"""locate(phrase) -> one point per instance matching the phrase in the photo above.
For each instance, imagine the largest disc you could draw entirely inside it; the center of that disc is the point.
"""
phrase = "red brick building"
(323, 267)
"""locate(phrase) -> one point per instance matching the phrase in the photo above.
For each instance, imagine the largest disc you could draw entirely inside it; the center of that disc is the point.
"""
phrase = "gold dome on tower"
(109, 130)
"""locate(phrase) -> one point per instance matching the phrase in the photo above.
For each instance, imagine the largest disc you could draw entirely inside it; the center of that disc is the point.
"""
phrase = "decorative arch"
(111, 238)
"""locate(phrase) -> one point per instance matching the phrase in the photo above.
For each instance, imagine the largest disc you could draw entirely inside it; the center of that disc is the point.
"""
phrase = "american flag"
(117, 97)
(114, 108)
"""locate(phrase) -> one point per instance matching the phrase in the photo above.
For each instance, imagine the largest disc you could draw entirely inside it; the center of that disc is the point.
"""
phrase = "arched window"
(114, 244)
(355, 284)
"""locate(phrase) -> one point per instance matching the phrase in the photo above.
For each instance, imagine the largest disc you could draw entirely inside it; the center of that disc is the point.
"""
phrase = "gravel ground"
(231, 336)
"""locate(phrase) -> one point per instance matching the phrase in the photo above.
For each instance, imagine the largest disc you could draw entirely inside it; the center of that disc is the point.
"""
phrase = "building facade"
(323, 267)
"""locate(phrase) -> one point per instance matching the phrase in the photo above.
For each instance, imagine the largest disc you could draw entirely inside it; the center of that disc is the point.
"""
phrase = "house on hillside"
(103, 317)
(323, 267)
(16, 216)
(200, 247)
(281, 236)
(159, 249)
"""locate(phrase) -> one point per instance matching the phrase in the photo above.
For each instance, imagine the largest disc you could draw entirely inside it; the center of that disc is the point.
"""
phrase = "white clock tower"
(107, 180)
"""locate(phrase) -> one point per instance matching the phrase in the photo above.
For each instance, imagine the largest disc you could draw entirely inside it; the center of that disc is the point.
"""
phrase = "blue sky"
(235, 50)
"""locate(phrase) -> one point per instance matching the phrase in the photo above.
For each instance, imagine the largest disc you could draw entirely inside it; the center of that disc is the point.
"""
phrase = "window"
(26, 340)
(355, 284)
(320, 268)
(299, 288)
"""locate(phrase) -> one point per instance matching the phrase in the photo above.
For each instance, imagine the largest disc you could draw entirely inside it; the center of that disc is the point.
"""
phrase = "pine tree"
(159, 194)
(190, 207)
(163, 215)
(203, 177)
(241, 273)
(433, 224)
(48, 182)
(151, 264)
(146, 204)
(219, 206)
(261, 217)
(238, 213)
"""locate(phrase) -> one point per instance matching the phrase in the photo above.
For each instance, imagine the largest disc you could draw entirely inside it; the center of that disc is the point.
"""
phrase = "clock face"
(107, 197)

+ + + + +

Instructions for the task: Count the lines in the data above that contain the string "building", treating uppercase and lowercase as different. Reply with the number alone.

Reply to the task: 2